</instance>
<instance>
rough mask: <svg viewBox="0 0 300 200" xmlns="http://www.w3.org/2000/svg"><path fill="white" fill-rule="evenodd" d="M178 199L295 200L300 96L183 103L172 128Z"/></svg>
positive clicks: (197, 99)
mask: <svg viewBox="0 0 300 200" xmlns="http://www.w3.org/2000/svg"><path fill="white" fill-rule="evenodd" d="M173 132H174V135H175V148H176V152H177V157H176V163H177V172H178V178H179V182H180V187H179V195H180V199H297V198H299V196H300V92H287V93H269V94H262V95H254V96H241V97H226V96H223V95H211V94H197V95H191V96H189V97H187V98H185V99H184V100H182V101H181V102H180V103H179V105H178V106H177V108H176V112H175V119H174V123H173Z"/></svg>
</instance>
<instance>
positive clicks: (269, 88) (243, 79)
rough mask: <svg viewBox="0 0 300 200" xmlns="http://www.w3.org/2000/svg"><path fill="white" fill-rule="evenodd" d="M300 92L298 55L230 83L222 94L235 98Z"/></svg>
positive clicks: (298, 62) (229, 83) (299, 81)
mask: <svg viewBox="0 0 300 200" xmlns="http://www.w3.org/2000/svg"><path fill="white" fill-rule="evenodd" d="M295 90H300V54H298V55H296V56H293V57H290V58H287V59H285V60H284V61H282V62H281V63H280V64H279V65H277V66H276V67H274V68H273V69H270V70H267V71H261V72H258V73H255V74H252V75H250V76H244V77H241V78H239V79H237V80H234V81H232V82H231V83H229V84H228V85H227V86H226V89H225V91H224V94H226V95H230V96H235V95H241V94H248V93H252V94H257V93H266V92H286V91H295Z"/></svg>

▶ [PROBLEM DESCRIPTION]: One number makes up the answer: the number of lines among the entries that include the word "rough".

▶ [RESULT OF THE EXERCISE]: 2